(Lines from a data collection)
=-=-=

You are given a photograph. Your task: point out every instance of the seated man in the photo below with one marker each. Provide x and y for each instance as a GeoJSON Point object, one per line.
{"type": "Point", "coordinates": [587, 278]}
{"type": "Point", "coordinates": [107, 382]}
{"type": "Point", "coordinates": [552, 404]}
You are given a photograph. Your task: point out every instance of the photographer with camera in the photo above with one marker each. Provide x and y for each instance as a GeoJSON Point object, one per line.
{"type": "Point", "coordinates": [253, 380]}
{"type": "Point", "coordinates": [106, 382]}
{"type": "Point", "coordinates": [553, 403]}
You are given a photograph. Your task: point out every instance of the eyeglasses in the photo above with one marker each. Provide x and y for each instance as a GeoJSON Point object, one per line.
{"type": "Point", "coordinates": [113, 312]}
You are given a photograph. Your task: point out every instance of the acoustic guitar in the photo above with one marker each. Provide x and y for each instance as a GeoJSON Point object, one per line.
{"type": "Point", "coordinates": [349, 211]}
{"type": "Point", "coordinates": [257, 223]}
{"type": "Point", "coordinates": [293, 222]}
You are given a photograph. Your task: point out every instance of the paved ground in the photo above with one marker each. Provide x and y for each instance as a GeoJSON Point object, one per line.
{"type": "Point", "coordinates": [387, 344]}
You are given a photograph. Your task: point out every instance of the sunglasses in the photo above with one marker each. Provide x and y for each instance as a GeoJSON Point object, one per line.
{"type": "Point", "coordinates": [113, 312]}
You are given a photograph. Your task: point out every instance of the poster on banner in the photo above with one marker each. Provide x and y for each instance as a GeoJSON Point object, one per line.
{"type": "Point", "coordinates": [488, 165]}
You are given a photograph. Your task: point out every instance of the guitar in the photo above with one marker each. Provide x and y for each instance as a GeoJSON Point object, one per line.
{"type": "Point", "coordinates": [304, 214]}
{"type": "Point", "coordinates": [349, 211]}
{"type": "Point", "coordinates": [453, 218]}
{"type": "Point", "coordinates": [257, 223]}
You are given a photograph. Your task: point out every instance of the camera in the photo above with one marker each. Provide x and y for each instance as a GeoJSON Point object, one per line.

=-=-=

- **Request**
Copy every line above verbatim, keeping the original order.

- **Final result**
You are given a photograph. Your task: point out every instance of the seated man in the photo below with one marker each. Provide x and y for each instance as a GeoJSON Point object, one per line.
{"type": "Point", "coordinates": [587, 278]}
{"type": "Point", "coordinates": [107, 382]}
{"type": "Point", "coordinates": [552, 404]}
You are given a photograph. Your task: point out every instance of the photographer with camera in the photo above with one marker each. Provide x and y for each instance as a GeoJSON Point object, one per line.
{"type": "Point", "coordinates": [253, 380]}
{"type": "Point", "coordinates": [106, 382]}
{"type": "Point", "coordinates": [553, 403]}
You are given a photograph. Your task: point out every instance of the eyeglasses in the photo above with one marker each. Provide x and y for each instance as a GeoJSON Point object, one per line.
{"type": "Point", "coordinates": [113, 312]}
You are given a photograph. Your task: point out every instance of the acoustic guitar in the photo above with one marker each. Provide x and y for each instance as a GeoJSON Point object, one per line.
{"type": "Point", "coordinates": [349, 211]}
{"type": "Point", "coordinates": [257, 223]}
{"type": "Point", "coordinates": [293, 222]}
You are given a photograph. Your task: point out every instance of the paved ground in the photo above with one marker each. Provide x and y for each instance as a GeoJSON Point object, one per line.
{"type": "Point", "coordinates": [387, 344]}
You are given a photograph. Your task: point out every instance of the sunglasses in the photo above with one marker each. Provide x and y for each instance as a GeoJSON Point object, one per line.
{"type": "Point", "coordinates": [113, 312]}
You are given a photograph. Your task: point out every instance of the poster on banner in the photo above with one marker each. Provide x and y for each instance as a GeoJSON Point object, one per line.
{"type": "Point", "coordinates": [488, 165]}
You are given a photograph. Your task: point out every instance of the guitar in the photo above with one marker each. Provide x and y for each instance as a GeoJSON Point object, one per line.
{"type": "Point", "coordinates": [304, 214]}
{"type": "Point", "coordinates": [349, 211]}
{"type": "Point", "coordinates": [453, 218]}
{"type": "Point", "coordinates": [257, 223]}
You are given a photograph. Your task: point out every instance of the camera in the photo above with one marker each. Provide x and y for each instance as a GeoJSON Point object, one per line.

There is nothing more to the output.